[RECORDS SHOWN]
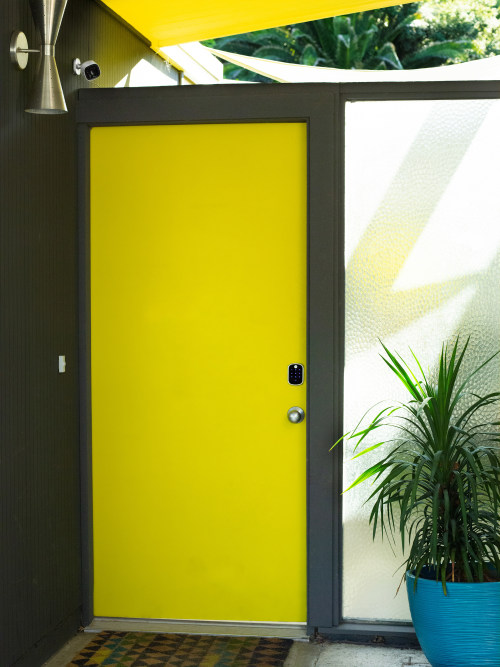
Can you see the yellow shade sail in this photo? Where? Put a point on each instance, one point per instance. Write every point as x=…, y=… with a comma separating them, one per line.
x=166, y=22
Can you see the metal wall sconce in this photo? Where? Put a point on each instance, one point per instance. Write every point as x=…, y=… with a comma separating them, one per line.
x=47, y=95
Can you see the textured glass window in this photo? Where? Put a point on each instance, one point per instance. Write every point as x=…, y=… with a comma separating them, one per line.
x=422, y=264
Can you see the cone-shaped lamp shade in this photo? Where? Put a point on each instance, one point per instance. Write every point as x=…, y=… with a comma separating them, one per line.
x=47, y=96
x=47, y=15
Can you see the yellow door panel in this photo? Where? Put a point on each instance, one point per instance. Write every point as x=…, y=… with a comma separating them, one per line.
x=198, y=306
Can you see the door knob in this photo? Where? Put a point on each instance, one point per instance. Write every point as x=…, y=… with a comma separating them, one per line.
x=296, y=415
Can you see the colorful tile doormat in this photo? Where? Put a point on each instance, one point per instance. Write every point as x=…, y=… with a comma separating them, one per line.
x=137, y=649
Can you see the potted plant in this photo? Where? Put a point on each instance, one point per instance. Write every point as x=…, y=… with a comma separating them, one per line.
x=437, y=488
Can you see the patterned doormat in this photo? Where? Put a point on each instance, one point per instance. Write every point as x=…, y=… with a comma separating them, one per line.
x=137, y=649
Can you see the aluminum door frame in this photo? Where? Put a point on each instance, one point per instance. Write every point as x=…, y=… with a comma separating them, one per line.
x=317, y=105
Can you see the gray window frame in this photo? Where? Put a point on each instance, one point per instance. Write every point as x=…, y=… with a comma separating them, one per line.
x=322, y=107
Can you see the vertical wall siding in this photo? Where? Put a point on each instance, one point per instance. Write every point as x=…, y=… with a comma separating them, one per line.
x=39, y=450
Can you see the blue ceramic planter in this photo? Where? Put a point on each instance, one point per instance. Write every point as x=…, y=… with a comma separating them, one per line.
x=461, y=629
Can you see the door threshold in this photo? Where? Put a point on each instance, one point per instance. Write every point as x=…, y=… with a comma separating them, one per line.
x=231, y=628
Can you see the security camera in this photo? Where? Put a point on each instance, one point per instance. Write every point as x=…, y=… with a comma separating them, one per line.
x=90, y=69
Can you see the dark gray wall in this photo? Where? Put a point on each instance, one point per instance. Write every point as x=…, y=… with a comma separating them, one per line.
x=40, y=592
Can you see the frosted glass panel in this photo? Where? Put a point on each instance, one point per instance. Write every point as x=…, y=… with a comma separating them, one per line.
x=422, y=264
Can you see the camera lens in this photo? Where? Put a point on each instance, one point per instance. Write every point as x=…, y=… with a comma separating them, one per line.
x=92, y=71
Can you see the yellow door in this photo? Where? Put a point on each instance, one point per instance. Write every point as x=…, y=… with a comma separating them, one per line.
x=198, y=306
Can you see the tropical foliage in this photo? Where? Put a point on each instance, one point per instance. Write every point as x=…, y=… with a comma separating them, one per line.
x=414, y=35
x=437, y=486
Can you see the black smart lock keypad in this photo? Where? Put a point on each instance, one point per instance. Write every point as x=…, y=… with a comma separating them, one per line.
x=296, y=374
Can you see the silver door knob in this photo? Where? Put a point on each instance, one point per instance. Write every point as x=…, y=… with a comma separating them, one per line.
x=296, y=415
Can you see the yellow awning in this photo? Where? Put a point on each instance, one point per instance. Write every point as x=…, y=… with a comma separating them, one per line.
x=166, y=22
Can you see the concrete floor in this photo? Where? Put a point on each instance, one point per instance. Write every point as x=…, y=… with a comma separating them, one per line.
x=302, y=654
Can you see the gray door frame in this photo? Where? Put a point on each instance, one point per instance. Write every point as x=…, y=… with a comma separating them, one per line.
x=243, y=104
x=322, y=107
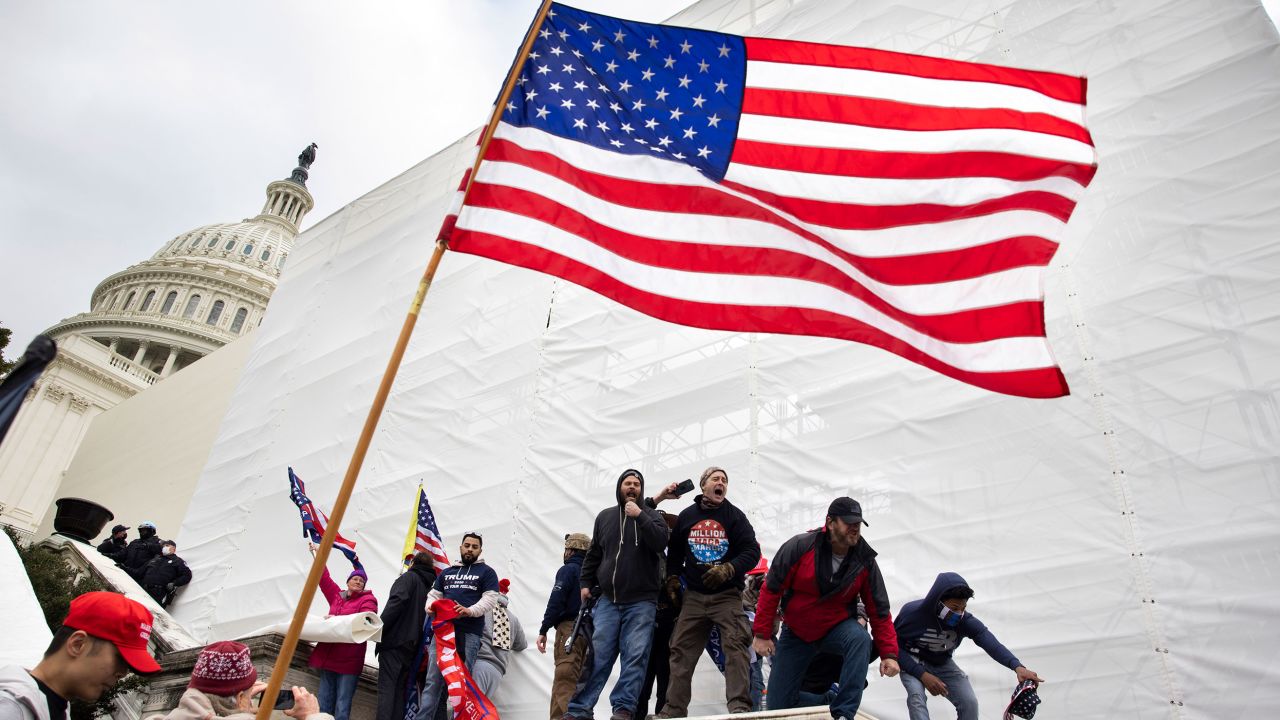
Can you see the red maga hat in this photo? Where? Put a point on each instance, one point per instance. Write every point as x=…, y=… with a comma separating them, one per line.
x=119, y=620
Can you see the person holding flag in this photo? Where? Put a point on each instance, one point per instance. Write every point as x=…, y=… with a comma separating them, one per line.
x=339, y=664
x=402, y=634
x=470, y=588
x=405, y=629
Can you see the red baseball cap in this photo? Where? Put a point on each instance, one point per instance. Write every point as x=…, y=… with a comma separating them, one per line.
x=119, y=620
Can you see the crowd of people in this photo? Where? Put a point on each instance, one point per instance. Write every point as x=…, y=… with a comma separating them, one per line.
x=149, y=560
x=648, y=591
x=659, y=587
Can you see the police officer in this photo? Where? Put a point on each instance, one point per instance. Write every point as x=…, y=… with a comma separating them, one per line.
x=165, y=573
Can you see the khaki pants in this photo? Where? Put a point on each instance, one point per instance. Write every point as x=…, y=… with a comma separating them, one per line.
x=689, y=642
x=568, y=668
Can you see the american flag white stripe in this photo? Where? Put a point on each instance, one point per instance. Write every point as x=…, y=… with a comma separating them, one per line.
x=886, y=191
x=817, y=133
x=910, y=240
x=764, y=291
x=895, y=241
x=906, y=89
x=997, y=288
x=908, y=203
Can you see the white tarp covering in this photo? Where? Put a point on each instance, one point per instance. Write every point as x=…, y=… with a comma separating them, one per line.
x=1121, y=541
x=26, y=634
x=361, y=627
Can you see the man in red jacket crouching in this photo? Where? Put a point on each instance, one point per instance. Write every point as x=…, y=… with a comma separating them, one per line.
x=817, y=578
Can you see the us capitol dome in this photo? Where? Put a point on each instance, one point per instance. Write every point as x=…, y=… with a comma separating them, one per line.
x=199, y=292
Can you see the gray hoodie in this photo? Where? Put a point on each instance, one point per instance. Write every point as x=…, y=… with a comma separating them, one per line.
x=21, y=697
x=496, y=655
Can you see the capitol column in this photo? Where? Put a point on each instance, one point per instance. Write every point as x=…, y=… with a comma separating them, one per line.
x=168, y=364
x=142, y=351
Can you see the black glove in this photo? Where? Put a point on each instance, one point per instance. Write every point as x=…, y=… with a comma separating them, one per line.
x=673, y=589
x=717, y=575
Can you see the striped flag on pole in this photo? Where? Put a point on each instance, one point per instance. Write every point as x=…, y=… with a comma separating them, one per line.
x=762, y=185
x=424, y=536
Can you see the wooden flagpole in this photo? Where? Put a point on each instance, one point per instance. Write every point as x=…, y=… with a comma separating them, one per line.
x=366, y=434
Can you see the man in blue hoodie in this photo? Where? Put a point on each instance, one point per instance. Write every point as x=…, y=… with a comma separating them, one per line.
x=928, y=632
x=561, y=613
x=622, y=565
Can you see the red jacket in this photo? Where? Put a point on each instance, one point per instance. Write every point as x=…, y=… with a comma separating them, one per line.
x=347, y=659
x=794, y=586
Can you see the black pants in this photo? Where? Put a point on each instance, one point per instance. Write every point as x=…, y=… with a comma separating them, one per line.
x=659, y=665
x=393, y=670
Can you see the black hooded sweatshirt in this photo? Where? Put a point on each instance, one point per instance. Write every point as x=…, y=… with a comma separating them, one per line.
x=625, y=555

[GOAL OF THE EXERCISE]
Give the material as a Markdown table with the columns Row and Text, starting at the line that has "Can you see the gray hoodie" and stopping after the line that has "x=717, y=575". Number each line and leave out any blank lines.

[THE REPLY]
| Row | Text |
|---|---|
| 1 | Can you see the gray hoodie in this photo? Where? Put a point on each instance, one point per instance. Write every point as x=…, y=… with a comma separating them, one per line. |
| 2 | x=21, y=697 |
| 3 | x=496, y=655 |
| 4 | Can you see the capitol column in this photo? Where? Put a point on each instance, one point per instance. Write every point as x=…, y=… with a comma separating them, one per line. |
| 5 | x=168, y=364 |
| 6 | x=142, y=351 |
| 7 | Can you see the black glove in this photo? Where? Put a point on each instance, one point per instance. Write every point as x=…, y=… with a comma separating them, one per line. |
| 8 | x=673, y=589 |
| 9 | x=717, y=575 |